◆ **Reading passage**
○ ○ ○ ○ ○

Add another DNS server (1.1.1.1, for instance) to your DHCP options. Your DHCP clients will use 1.1.1.1 when the pi-hole isn’t responsive.

[-] atzanteol@sh.itjust.works 27 points 1 year ago

They will also use 1.1.1.1 whenever they want. The order is not guaranteed.

Hosts also tend to use the same one for some time, so if your pihole went down clients may still favor 1.1.1.1 even after it comes back up.

[-] hi_its_me@lemmy.world 19 points 1 year ago

I don’t think this accomplishes what he wants. The router DHCP will assign the second DNS address as you mention, but the devices will select one at random, not as a backup/failover. So what happens is that devices sometimes go through the Pi-hole and sometimes go through the secondary DNS address and receive ads. The only real way I’m aware of is to have a second pi-hole for redundancy. Personally, I decided to use a cloud based service (NextDNS) for this exact reason. I didn’t want my families internet to rely on devices that I host.

○ ○ ○ ○ ○

◆ **Written problem 1**
In the pi-hole thread, which cloud-based service does the last commenter say they chose to use?
The pi-hole thread has no connection to the records that come next.

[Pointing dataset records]
○ ○ ○ ○ ○

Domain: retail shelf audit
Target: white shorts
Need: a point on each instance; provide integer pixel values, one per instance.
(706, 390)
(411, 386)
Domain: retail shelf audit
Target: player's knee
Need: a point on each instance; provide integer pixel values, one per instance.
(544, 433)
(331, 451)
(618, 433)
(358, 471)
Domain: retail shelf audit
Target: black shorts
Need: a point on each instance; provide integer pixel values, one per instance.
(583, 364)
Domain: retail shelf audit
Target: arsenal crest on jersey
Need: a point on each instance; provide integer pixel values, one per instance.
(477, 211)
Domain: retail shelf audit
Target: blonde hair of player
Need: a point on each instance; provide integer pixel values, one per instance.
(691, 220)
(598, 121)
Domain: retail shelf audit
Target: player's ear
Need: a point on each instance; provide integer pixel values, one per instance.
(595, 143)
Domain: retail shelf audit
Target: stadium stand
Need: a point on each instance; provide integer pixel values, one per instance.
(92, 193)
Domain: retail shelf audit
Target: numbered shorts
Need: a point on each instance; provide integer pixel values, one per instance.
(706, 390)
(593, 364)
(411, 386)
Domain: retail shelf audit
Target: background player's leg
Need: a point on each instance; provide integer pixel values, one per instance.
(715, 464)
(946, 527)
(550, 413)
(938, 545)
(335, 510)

○ ○ ○ ○ ○

◆ **Written problem 2**
Return every line of the records that contains the string "player", matching case.

◆ **Solution 1**
NextDNS.

◆ **Solution 2**
Target: player's knee
Target: blonde hair of player
Target: player's ear
Target: background player's leg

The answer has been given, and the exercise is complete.